----- AVAILABLE DATA -----
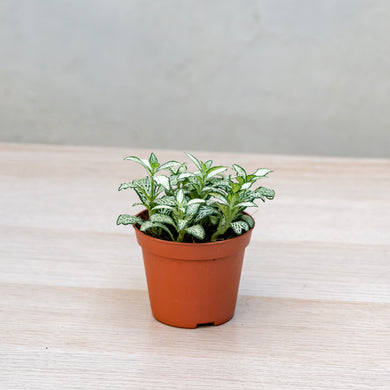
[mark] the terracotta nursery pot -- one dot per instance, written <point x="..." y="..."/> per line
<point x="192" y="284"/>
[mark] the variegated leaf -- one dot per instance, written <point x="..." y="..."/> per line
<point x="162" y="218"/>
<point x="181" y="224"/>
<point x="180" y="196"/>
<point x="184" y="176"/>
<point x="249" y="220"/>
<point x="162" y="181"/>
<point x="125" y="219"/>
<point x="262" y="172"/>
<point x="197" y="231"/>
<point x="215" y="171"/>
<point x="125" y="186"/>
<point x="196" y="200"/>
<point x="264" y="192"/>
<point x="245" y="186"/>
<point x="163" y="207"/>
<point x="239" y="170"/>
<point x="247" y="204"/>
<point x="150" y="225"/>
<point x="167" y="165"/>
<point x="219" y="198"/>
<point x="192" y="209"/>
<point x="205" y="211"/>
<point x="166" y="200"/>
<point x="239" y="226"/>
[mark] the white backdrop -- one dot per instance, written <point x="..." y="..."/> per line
-----
** REQUIRED ACTION **
The response must match the listing exactly, except that pictures are removed.

** OUTPUT OF THE EXERCISE **
[mark] the terracotta nursery pot -- one dot per instance, written <point x="..." y="..."/> per line
<point x="192" y="284"/>
[mark] the variegated leaf -- one dot per instance, written <point x="..." y="..."/> per line
<point x="162" y="218"/>
<point x="181" y="224"/>
<point x="180" y="196"/>
<point x="184" y="176"/>
<point x="249" y="220"/>
<point x="162" y="181"/>
<point x="125" y="219"/>
<point x="262" y="172"/>
<point x="197" y="231"/>
<point x="215" y="171"/>
<point x="125" y="186"/>
<point x="196" y="200"/>
<point x="264" y="192"/>
<point x="245" y="186"/>
<point x="163" y="207"/>
<point x="239" y="170"/>
<point x="247" y="204"/>
<point x="150" y="225"/>
<point x="167" y="165"/>
<point x="219" y="198"/>
<point x="192" y="209"/>
<point x="205" y="211"/>
<point x="166" y="200"/>
<point x="239" y="226"/>
[mark] the white backdrop -- one dot per instance, written <point x="..." y="..."/> per line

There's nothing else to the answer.